TASK DESCRIPTION.
Show each line of the entries below that contains the string "black", copying every such line in full. Treat uppercase and lowercase letters as different.
◆ ◆ ◆ ◆ ◆
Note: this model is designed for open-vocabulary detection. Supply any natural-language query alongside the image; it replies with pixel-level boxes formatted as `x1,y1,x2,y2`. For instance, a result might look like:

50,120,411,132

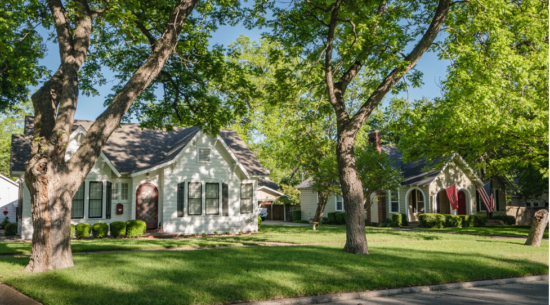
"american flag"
477,181,496,213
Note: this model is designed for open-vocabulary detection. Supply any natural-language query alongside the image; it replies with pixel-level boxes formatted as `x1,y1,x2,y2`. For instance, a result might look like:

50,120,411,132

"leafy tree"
0,102,32,177
397,0,550,181
266,0,454,254
5,0,252,272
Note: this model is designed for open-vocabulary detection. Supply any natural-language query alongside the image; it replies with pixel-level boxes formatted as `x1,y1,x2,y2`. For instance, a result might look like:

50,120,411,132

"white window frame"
197,146,213,164
388,190,401,214
336,194,346,212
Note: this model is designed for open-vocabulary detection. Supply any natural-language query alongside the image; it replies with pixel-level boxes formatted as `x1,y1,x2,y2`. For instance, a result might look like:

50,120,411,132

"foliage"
492,215,516,226
397,0,550,180
92,222,109,238
418,213,445,228
258,216,262,229
75,223,92,239
292,210,302,221
0,101,32,177
273,184,301,205
126,219,147,238
460,215,475,228
109,221,126,238
391,214,403,228
445,215,462,228
0,0,49,111
4,222,17,236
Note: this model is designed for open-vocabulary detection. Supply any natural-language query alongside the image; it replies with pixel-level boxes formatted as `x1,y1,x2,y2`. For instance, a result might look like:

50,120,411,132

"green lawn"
416,226,550,238
0,239,550,305
0,225,492,255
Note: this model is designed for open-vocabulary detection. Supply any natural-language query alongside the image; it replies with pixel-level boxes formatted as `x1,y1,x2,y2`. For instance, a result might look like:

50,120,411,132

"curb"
241,274,550,305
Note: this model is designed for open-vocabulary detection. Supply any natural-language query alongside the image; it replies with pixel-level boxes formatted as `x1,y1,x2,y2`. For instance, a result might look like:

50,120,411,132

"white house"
11,117,269,239
0,175,19,222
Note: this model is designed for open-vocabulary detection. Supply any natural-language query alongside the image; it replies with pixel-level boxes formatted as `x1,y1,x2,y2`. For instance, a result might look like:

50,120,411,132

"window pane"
120,183,128,200
71,183,84,218
88,182,103,218
187,182,202,215
111,183,118,200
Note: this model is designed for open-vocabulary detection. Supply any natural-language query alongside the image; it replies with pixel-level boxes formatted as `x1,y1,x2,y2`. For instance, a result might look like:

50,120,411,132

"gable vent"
199,148,210,162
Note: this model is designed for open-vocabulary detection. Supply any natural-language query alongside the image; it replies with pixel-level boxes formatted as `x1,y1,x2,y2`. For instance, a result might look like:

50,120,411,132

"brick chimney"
369,129,382,154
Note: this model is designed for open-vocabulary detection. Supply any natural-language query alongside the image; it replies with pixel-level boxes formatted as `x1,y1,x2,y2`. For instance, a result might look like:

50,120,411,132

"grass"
0,225,492,255
416,226,550,238
0,239,550,305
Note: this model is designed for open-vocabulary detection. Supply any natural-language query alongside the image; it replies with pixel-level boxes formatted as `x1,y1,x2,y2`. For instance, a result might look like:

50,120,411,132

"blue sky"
34,18,449,120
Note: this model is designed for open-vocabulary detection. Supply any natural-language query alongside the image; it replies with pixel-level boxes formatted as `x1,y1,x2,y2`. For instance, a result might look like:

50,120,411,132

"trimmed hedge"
460,215,474,228
445,215,462,228
258,216,262,231
109,221,126,238
418,213,445,228
391,214,403,228
75,223,92,239
92,222,109,238
4,222,17,236
126,220,147,237
493,215,516,226
292,210,302,221
472,215,487,227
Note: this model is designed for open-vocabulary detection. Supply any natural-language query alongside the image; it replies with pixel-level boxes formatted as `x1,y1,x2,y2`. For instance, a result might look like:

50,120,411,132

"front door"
136,183,159,230
457,191,466,215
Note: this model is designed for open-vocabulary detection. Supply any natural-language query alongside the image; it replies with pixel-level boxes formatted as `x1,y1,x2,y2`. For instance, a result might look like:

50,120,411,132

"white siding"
16,133,258,239
0,175,19,222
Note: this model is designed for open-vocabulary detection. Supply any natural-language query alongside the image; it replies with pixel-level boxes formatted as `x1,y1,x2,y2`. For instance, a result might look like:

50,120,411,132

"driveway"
262,219,311,227
329,281,550,305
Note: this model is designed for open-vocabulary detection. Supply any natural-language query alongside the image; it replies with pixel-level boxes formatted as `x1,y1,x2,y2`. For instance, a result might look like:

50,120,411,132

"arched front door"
136,183,159,230
457,191,466,215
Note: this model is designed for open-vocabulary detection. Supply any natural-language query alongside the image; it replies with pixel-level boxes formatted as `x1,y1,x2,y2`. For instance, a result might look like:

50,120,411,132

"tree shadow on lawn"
0,241,550,305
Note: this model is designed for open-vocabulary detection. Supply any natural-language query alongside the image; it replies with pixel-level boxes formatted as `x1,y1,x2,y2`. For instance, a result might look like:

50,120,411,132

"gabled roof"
11,117,269,176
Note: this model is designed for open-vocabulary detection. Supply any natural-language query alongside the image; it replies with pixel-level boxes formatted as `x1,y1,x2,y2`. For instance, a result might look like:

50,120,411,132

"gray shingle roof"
258,177,279,191
382,146,440,185
11,117,269,176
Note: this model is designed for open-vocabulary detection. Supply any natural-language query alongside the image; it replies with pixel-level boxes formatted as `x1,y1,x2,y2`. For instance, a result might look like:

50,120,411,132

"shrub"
327,212,338,225
493,215,516,226
0,218,10,229
92,222,109,238
336,212,346,225
445,215,462,228
110,221,126,238
4,222,17,236
401,213,409,227
472,215,487,227
126,219,147,237
292,210,302,221
418,213,445,228
460,215,474,228
258,216,262,231
75,223,92,239
391,214,403,228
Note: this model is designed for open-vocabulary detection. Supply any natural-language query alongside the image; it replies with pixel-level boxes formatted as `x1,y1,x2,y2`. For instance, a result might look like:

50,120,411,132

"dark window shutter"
105,182,113,219
222,183,229,216
178,182,185,217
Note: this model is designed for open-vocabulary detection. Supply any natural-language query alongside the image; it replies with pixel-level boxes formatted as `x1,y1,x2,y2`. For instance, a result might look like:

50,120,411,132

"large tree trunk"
336,130,369,254
525,209,550,247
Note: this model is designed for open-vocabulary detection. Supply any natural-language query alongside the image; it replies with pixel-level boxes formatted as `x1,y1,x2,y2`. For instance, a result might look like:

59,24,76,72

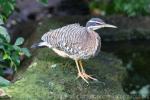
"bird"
31,18,117,83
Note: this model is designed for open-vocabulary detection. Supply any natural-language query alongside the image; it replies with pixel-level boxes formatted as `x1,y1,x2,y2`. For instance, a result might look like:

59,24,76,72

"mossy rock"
3,19,129,100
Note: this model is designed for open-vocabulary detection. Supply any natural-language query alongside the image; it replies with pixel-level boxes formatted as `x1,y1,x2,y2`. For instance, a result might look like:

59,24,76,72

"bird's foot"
77,72,98,83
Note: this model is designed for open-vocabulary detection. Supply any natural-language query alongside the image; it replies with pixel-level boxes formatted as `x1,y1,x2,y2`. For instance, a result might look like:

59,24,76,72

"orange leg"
75,60,88,83
79,60,98,81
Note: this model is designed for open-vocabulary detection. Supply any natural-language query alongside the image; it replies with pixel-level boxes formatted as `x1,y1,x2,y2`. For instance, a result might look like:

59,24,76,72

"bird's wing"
41,24,87,54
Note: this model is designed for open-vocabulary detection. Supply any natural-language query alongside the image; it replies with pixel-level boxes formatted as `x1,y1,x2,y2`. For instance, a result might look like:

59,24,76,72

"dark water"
102,41,150,93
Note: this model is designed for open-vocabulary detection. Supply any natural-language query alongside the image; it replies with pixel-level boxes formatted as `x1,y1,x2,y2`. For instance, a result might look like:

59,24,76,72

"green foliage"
0,0,16,17
89,0,150,16
0,18,31,70
37,0,48,5
0,76,10,86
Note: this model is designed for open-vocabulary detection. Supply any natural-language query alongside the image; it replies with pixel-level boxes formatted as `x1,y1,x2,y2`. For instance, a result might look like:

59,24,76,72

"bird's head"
86,18,117,30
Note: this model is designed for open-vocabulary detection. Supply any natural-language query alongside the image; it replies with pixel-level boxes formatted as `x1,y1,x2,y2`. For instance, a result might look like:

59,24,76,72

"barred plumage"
41,24,100,59
32,18,116,83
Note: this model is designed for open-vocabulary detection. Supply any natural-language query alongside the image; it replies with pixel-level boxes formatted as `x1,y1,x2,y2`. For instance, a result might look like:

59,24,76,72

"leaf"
0,26,10,43
0,15,4,25
21,48,31,57
0,76,10,86
3,53,10,60
15,37,24,46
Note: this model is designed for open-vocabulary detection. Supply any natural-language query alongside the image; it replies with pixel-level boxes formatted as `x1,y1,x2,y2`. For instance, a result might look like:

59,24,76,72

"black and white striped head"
86,18,117,30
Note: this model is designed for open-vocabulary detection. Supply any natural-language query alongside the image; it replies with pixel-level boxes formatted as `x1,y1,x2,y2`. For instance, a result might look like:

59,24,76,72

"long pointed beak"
103,24,117,28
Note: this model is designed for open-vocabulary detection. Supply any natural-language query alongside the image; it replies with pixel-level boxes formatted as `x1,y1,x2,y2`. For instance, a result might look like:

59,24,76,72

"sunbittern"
32,18,116,83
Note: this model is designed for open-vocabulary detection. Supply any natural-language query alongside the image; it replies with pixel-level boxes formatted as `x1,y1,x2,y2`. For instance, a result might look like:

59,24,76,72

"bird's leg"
75,60,88,83
79,60,97,81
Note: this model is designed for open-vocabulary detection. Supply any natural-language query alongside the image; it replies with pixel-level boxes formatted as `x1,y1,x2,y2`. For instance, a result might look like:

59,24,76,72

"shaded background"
0,0,150,99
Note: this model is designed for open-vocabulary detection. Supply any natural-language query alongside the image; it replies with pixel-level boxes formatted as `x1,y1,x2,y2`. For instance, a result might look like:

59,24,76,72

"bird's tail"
31,41,47,48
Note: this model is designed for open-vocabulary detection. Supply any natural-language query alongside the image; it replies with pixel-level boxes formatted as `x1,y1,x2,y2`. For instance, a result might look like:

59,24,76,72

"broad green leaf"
3,53,10,60
15,37,24,46
13,45,21,51
21,48,31,57
0,76,10,86
0,26,10,43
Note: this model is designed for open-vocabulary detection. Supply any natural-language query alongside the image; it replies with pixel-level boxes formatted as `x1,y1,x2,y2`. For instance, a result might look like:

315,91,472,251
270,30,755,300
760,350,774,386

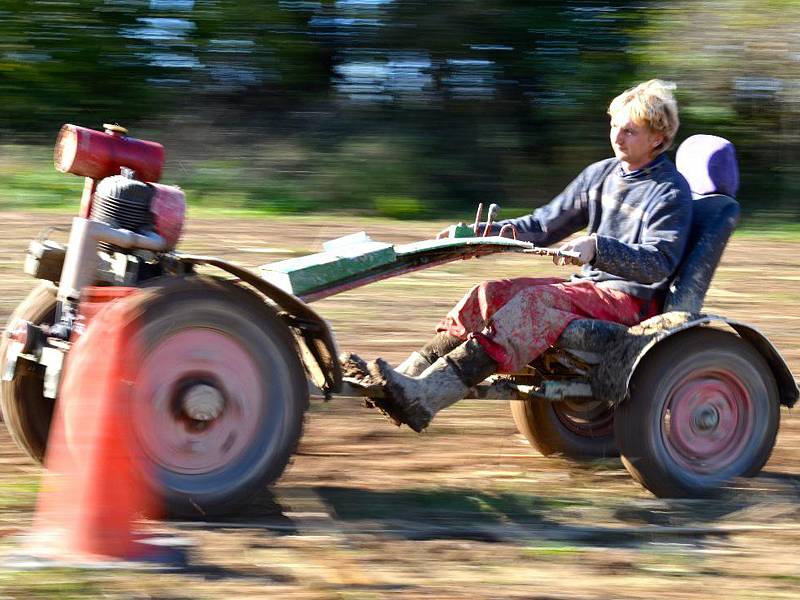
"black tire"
511,400,619,460
615,328,780,498
0,281,57,463
114,277,308,517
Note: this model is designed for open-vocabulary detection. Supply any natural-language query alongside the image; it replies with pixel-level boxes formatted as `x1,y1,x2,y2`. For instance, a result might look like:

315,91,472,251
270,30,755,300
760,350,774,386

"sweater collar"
619,152,669,181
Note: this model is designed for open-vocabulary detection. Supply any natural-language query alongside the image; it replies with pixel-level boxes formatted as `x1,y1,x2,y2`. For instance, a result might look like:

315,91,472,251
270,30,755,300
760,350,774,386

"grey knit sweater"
495,154,692,300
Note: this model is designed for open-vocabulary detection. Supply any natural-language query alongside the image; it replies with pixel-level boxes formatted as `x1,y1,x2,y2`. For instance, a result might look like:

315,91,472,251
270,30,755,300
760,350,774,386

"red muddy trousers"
436,277,658,373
◆ ◆ ◆ ◆ ◆
EXERCISE ANSWER.
"black and white striped head"
"black tire"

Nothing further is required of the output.